======== Source document ========
12° Nicosia,
28 May, 2024

Completion of Project Starlight

Hellenic Bank Public Company Limited (the “Bank”) is pleased to announce the completion of Project Starlight.

Project Starlight refers to the sale of a non-performing exposures (“NPE”) portfolio and the sale of APS Debt Servicing Cyprus Ltd (the “APS Debt Servicer”). This was a package transaction involving (a) the securitisation of c. €1,4 bn NPEs (the “Starlight Portfolio”) at 31 December 2022 and (b) the sale of the Bank’s servicing platform, APS Debt Servicer, to Themis Portfolio Management Ltd (an indirect subsidiary of Oxalis Holding S.A.R.L. (“Oxalis”) which is an entity managed and advised by Pacific Investment Management Company LLC (“PIMCO”)) (the “Transaction”).
========
In the Project Starlight announcement, which company bought the Bank's servicing platform, APS Debt Servicer?
======== Extracted entries ========
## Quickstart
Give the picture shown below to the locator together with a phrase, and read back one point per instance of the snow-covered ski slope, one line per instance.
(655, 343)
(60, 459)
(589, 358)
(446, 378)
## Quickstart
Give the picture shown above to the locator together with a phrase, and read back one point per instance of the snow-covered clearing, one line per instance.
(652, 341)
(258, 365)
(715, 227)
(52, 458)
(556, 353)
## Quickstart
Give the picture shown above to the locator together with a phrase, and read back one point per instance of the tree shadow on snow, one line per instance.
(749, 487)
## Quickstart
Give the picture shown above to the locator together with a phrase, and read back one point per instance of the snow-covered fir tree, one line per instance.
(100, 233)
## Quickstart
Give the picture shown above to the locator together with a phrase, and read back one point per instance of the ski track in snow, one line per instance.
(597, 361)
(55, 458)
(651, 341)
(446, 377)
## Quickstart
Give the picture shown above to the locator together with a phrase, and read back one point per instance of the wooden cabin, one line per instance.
========
#### Written response
Themis Portfolio Management Ltd